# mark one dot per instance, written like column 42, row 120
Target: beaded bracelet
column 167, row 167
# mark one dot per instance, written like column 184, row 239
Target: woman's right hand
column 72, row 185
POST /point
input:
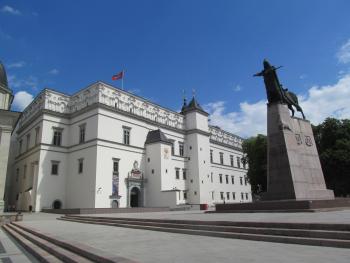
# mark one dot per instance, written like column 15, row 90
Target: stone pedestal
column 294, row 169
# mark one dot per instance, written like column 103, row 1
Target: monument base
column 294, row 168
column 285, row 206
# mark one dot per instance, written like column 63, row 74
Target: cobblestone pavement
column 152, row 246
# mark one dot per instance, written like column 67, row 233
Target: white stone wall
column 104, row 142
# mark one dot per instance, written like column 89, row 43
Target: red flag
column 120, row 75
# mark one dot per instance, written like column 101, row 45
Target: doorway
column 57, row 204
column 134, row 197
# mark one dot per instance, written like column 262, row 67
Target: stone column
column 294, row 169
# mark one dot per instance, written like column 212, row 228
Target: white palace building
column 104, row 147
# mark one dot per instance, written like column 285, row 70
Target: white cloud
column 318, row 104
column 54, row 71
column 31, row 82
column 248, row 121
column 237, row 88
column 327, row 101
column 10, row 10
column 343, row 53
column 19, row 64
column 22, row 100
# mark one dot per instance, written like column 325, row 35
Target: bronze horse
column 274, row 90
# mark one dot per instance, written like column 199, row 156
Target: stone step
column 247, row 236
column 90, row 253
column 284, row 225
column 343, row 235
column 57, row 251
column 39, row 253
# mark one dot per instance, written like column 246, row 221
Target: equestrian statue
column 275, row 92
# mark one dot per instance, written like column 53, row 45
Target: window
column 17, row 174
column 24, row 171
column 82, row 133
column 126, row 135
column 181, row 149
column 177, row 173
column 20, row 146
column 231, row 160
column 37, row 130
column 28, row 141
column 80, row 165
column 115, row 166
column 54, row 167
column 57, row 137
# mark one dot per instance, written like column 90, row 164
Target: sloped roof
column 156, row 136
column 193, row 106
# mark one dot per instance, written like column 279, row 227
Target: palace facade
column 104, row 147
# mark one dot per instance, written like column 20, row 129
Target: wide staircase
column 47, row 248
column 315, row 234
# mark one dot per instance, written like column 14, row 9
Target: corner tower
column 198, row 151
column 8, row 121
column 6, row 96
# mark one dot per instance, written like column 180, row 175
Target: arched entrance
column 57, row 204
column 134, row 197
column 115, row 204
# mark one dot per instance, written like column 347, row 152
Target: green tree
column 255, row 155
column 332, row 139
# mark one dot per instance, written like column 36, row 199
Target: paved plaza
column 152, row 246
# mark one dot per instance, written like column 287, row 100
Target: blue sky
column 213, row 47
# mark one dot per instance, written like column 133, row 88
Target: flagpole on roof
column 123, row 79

======

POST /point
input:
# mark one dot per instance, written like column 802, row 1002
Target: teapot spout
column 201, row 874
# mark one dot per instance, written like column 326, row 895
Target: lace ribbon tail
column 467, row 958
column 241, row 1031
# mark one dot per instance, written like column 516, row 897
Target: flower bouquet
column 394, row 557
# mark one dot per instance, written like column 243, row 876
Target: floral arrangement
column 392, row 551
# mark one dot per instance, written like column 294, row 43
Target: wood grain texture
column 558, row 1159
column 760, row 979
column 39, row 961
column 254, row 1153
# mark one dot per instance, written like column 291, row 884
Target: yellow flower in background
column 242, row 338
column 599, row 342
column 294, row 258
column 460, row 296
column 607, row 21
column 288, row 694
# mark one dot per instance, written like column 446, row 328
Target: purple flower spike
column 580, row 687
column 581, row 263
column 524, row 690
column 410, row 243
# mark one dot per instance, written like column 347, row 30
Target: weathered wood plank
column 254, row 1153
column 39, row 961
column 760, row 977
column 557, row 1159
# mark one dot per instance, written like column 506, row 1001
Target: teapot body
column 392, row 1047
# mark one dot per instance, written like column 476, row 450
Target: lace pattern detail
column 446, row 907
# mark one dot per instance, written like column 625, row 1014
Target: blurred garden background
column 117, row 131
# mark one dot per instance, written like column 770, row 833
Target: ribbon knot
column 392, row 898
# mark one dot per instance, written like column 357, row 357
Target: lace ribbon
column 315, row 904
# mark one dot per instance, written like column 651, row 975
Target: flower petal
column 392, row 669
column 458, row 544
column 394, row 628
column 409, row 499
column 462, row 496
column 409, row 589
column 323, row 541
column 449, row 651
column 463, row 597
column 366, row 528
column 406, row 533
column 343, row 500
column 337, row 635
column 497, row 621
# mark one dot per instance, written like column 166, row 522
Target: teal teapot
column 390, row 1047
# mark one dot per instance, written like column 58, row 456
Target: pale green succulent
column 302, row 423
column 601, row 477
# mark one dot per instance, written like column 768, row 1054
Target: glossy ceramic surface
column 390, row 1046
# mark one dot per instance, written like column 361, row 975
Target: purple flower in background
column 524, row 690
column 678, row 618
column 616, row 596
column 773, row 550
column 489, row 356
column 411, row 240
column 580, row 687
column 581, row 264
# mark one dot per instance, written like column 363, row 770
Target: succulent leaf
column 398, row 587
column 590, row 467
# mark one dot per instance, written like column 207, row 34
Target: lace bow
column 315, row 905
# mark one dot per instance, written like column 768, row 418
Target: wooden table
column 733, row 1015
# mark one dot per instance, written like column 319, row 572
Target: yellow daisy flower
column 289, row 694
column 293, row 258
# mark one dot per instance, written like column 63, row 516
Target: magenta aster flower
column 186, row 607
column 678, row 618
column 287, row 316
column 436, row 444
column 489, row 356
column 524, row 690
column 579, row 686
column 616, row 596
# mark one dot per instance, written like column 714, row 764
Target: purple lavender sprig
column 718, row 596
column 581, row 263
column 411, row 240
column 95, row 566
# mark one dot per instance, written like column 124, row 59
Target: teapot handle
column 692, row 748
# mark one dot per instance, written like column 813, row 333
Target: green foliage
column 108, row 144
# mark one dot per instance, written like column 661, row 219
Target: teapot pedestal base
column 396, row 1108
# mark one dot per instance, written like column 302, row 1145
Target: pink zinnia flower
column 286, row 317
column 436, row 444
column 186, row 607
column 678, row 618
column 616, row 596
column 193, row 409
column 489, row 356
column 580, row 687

======

Reproduce the data above word for word, from the line containing "# mark one dot per instance, written like column 42, row" through the line containing "column 285, row 206", and leave out the picture.

● **The response**:
# mark one dot per instance, written like column 42, row 120
Target: beaded bracelet
column 167, row 167
# mark one dot per instance, written like column 184, row 239
Target: woman's right hand
column 72, row 185
POST /point
input:
# mark one dot per instance, written like column 15, row 90
Target: stone pedestal
column 294, row 169
# mark one dot per instance, written like column 103, row 1
Target: monument base
column 294, row 168
column 285, row 206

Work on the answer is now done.